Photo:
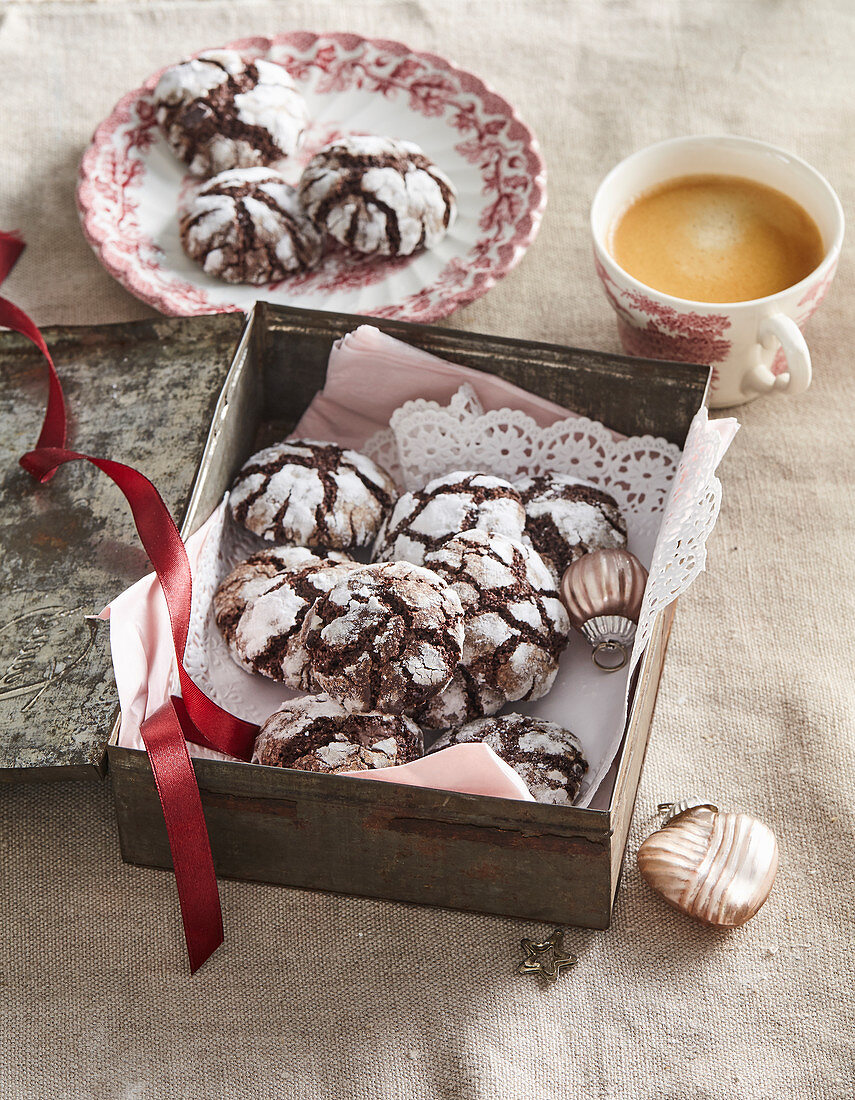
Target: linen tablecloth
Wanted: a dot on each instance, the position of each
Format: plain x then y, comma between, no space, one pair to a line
328,997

[TASK DIRECTIONS]: Reproduce every line of the records above without any change, omitting the pictures.

[RESULT OF THIS TASK]:
Photo:
Target: linen tablecloth
Wanted: a dot on each instance, the position of each
Format: plain x then y, comma between, no space, one pair to a line
328,997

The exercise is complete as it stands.